Convert every item below into a two-column CSV headed instruction and coordinates, with one row per item and each item's text and answer in a single quoted field, line breaks replaced by spaces. Leave the pictures out.

Materials provided:

******************************

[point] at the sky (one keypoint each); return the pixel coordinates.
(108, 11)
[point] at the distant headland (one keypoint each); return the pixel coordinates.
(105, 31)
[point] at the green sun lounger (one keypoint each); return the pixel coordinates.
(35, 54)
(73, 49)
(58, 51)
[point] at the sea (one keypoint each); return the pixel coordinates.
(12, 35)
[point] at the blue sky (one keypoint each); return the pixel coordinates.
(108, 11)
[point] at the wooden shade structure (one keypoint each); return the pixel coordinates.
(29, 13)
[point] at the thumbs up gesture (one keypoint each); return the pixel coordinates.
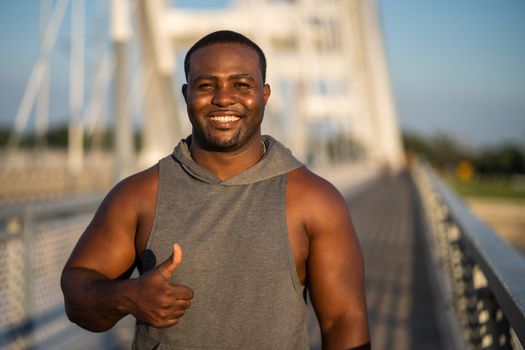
(156, 301)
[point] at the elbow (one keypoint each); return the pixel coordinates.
(96, 326)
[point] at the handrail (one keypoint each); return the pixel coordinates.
(486, 275)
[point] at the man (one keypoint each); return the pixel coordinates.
(255, 225)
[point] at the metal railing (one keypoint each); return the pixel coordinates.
(482, 278)
(35, 242)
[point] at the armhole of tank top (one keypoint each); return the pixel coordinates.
(299, 288)
(151, 235)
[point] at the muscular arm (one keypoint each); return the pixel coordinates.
(335, 267)
(97, 291)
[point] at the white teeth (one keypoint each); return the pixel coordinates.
(225, 118)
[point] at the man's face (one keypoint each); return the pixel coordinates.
(225, 96)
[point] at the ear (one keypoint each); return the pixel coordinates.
(266, 93)
(185, 92)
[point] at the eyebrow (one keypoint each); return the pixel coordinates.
(230, 78)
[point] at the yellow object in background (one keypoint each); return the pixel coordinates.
(464, 171)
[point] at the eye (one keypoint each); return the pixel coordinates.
(205, 86)
(240, 84)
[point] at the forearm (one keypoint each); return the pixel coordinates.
(93, 301)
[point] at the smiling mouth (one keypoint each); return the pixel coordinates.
(225, 119)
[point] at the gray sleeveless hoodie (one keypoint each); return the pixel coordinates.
(236, 255)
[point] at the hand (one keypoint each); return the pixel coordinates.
(156, 301)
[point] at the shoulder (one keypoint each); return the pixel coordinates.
(315, 200)
(134, 192)
(304, 184)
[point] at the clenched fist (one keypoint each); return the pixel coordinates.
(156, 301)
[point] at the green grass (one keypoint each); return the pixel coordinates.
(492, 188)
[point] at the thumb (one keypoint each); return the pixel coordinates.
(168, 267)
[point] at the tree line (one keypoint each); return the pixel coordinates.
(446, 153)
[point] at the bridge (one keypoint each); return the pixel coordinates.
(437, 277)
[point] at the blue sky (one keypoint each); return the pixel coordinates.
(456, 66)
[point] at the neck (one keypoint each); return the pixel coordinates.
(225, 165)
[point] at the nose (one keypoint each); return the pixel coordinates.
(224, 96)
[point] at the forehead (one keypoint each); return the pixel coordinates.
(225, 59)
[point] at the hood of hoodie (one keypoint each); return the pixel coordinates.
(276, 161)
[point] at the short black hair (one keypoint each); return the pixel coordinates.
(225, 37)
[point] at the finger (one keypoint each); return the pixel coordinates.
(168, 267)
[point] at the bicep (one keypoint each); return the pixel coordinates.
(335, 264)
(107, 245)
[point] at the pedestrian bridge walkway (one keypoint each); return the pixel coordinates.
(411, 304)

******************************

Exercise answer:
instruction,coordinates
"[point] at the sky (one keypoint each); return the pixel coordinates.","(108, 11)"
"[point] at the distant headland (one keypoint each); return the pixel coordinates.","(105, 31)"
"[point] at the green sun lounger (one keypoint each); return the pixel coordinates.","(35, 54) (73, 49) (58, 51)"
"[point] at the sea (one keypoint each); return the pixel coordinates.","(12, 35)"
"[point] at the blue sky (one keypoint each); return the pixel coordinates.","(108, 11)"
"[point] at the wooden shade structure (one keypoint each); return the pixel coordinates.","(29, 13)"
"[point] at the thumbs up gesture (one keypoint each); return the pixel coordinates.","(156, 301)"
"[point] at the elbow (one keypoint each); return the pixel coordinates.","(96, 326)"
"[point] at the handrail (one keypoint each); return the pixel coordinates.","(486, 275)"
"[point] at the man (one keypoint each); return the pixel coordinates.","(255, 225)"
"[point] at the metal railing (one keypoint each); return the pixel coordinates.","(482, 278) (35, 242)"
"[point] at the armhole of tank top (one keypoint each); return the pixel coordinates.","(299, 288) (151, 235)"
"[point] at the muscular arm (one keypoint each); return the pixel coordinates.","(335, 267) (97, 291)"
"[point] at the white teeth (one keypoint each); return the pixel coordinates.","(225, 118)"
"[point] at the man's face (one keypoint each); return the pixel coordinates.","(225, 96)"
"[point] at the ear (one keypoint each); return the pixel coordinates.","(266, 93) (185, 92)"
"[point] at the eyebrow (one keypoint each); return the pixel coordinates.","(230, 78)"
"[point] at the yellow object in background (one keypoint each); return the pixel coordinates.","(464, 171)"
"[point] at the eye (one keypoint each); return the pixel coordinates.","(205, 86) (240, 84)"
"[point] at the forearm (one keypoint each); return the pixel coordinates.","(93, 301)"
"[point] at the smiling mouth (one keypoint each); return the pixel coordinates.","(225, 119)"
"[point] at the gray sleeveless hoodie (one keypoint each); return the pixel coordinates.","(236, 255)"
"[point] at the hand (one keypoint each); return the pixel coordinates.","(156, 301)"
"[point] at the shoulder (one keypoint each); return the pixel coordinates.","(315, 200) (134, 192) (304, 184)"
"[point] at the clenched fist (one keypoint each); return the pixel coordinates.","(156, 301)"
"[point] at the green grass (one keypoint each); return the pixel coordinates.","(492, 188)"
"[point] at the thumb (one keypoint each); return the pixel coordinates.","(168, 267)"
"[point] at the tree line (one keypoint each); return the pixel coordinates.","(446, 153)"
"[point] at the bridge (one keypoint each); return the pixel coordinates.","(437, 277)"
"[point] at the blue sky (one keypoint each); return the pixel coordinates.","(456, 66)"
"[point] at the neck (one keypoint each); return the pixel coordinates.","(225, 165)"
"[point] at the nose (one keypoint each); return the pixel coordinates.","(224, 96)"
"[point] at the forehead (one keypoint each); return the pixel coordinates.","(225, 59)"
"[point] at the hood of hoodie (one keypoint each); return the pixel coordinates.","(276, 161)"
"[point] at the short black hair (one keypoint each); return the pixel coordinates.","(225, 37)"
"[point] at the finger (one keypoint each); return the pixel coordinates.","(168, 267)"
"[point] at the bicep (one keypoint each); return the pixel coordinates.","(335, 264) (107, 245)"
"[point] at the pedestrian bridge walkway (one keypoint each); return the pixel coordinates.","(411, 304)"